# Task list
1/ Translate this sentence from the business loan article into Spanish: "If you don't have collateral it is almost impossible."
2/ In the business loan article, transcribe the passage from "We expect a" up to and including "a Risk Partner.".

------ Page text ------

Posted: Tuesday, 13 September 2005| © BusinessOwner 1997-2005

 

MANY business owners know how hard it is to get a business loan from a bank. If you don't have collateral it is almost impossible.

So what do you do if you know that it is the right time to expand but you do not have the capital or enough collateral to secure the amount you need from a bank?

There are some organisations that will invest in your business in exchange for shares. Current examples of these are Business Partners and the Black Economic Empowerment (BEE) investment sections of some banks.

This is not an easy or cheap way to get money, however. The very reason why most banks are weary of owner-managed businesses, namely risk, is also the reason why such investors want to make sure they get an adequate return.

We expect a return of at least 25% on our investment to compensate for the risk we are taking,” says Nazeem Martin from Business Partners.

One of the packages Business Partners offers for example is called a Risk Partner.

Say you need R500 000 for your business. You can provide collateral for R300 000 of that amount. The other R200 000 is called an “unsecured risk portion”. Business Partners will lend you the R500 000, at around prime rate.

------ Record excerpts ------

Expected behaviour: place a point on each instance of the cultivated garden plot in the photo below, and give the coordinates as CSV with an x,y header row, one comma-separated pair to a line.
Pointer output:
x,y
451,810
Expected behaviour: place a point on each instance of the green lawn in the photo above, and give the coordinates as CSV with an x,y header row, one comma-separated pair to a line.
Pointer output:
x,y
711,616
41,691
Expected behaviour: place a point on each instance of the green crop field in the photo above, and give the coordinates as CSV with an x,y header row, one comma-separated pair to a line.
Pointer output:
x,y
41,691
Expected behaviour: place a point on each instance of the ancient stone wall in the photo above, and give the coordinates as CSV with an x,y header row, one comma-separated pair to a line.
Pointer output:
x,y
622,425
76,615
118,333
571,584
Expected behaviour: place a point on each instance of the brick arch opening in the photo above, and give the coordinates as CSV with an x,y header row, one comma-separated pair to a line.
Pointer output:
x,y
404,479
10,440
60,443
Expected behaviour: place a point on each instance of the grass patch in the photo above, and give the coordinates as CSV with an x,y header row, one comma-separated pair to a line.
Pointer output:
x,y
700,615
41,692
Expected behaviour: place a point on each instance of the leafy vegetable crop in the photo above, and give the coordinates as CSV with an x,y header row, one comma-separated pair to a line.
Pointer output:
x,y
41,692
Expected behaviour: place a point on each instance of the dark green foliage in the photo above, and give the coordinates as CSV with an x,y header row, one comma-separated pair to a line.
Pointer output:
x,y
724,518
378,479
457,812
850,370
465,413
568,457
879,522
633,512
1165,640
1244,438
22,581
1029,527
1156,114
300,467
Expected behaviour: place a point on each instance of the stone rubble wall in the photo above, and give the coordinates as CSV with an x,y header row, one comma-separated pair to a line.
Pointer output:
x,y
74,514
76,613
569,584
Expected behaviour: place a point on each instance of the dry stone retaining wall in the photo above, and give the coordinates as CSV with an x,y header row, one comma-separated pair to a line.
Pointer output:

------

# Answers below
1/ Si no tiene garantías, es casi imposible.

2/
We expect a return of at least 25% on our investment to compensate for the risk we are taking,” says Nazeem Martin from Business Partners.

One of the packages Business Partners offers for example is called a Risk Partner.